> [課題一覧]:
1. 抜粋文を最初から最後まで、一字一句変えずにそのまま返してください。
2. レコードのうち、「Seedling-scouting request: tag the spectator」を含む行からレコードの末尾までを、両端の行も含めて正確に打ち直してください。

> [抜粋文]:
......

雪の降る夜、何となく外を歩いていて突然意識が薄らいできて、ひざまずきうつ伏せに倒れる
痛くも、苦しくもなく、穏やかな気持ち
過去の想い出が、走馬燈のように流れる
頭に浮かぶのは、楽しかった事ばかり
子供の頃の自分や、たくさんの恋、妻との出会い、子供の誕生、音楽、スポーツ etc...
雪がどんどん降り積もり、辺りは真っ白になり、ボクは自然、地球、宇宙の1部へ戻る、、、、、

最初は誰だって出来ないに決まってる
生まれた時は、しゃべれもしない、歩けもしない、それを笑うものなどいない
けど、カッコ悪くへっぴり腰でコケまくってる自分、知らない人にも見られたくないんだなぁ
それが上達を妨げてる第1の原因にして、最大の原因
見栄っ張りのええカッコしぃ、、なかなか捨てられない

・・・本論・・・・・・・・・・・・・・・・・・・・・・・

ひとつの事が出来るようになる為には、色々試行錯誤を繰り返したり多くの時間を必要とする
そして、絶対に出来ない事はない、人間は、、。
ボクが今年どうしてもやり遂げたいと思ってしまった事、モーグル
コブだらけの坂をハイスピードで滑り降りる、皆さんも五輪で見たことでしょう

何を選んでもいいのだ、皆さんの自由
とにかく何かに挑戦し、それを自分のものにしたい、、、そう思う事ありませんか?

......

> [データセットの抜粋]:
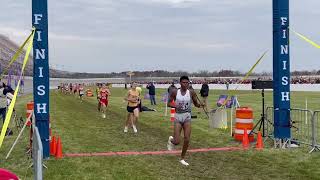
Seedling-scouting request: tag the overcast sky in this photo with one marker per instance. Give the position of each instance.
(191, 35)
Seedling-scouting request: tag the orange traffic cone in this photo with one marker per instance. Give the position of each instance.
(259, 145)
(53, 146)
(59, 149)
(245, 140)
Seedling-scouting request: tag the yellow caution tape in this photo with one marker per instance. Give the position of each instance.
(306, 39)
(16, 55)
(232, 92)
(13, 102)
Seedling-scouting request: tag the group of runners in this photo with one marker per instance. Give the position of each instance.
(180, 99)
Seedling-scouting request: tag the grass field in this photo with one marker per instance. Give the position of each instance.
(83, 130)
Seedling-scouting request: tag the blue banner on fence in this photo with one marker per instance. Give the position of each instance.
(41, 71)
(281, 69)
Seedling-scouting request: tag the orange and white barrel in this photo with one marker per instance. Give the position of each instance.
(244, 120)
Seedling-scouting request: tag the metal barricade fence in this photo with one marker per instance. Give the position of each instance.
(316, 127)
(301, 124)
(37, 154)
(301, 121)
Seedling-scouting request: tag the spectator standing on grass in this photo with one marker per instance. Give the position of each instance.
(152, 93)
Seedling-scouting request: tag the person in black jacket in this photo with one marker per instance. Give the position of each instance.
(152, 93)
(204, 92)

......

> [解答一覧]:
1.
雪の降る夜、何となく外を歩いていて突然意識が薄らいできて、ひざまずきうつ伏せに倒れる
痛くも、苦しくもなく、穏やかな気持ち
過去の想い出が、走馬燈のように流れる
頭に浮かぶのは、楽しかった事ばかり
子供の頃の自分や、たくさんの恋、妻との出会い、子供の誕生、音楽、スポーツ etc...
雪がどんどん降り積もり、辺りは真っ白になり、ボクは自然、地球、宇宙の1部へ戻る、、、、、

最初は誰だって出来ないに決まってる
生まれた時は、しゃべれもしない、歩けもしない、それを笑うものなどいない
けど、カッコ悪くへっぴり腰でコケまくってる自分、知らない人にも見られたくないんだなぁ
それが上達を妨げてる第1の原因にして、最大の原因
見栄っ張りのええカッコしぃ、、なかなか捨てられない

・・・本論・・・・・・・・・・・・・・・・・・・・・・・

ひとつの事が出来るようになる為には、色々試行錯誤を繰り返したり多くの時間を必要とする
そして、絶対に出来ない事はない、人間は、、。
ボクが今年どうしてもやり遂げたいと思ってしまった事、モーグル
コブだらけの坂をハイスピードで滑り降りる、皆さんも五輪で見たことでしょう

何を選んでもいいのだ、皆さんの自由
とにかく何かに挑戦し、それを自分のものにしたい、、、そう思う事ありませんか?

2.
Seedling-scouting request: tag the spectator standing on grass in this photo with one marker per instance. Give the position of each instance.
(152, 93)
Seedling-scouting request: tag the person in black jacket in this photo with one marker per instance. Give the position of each instance.
(152, 93)
(204, 92)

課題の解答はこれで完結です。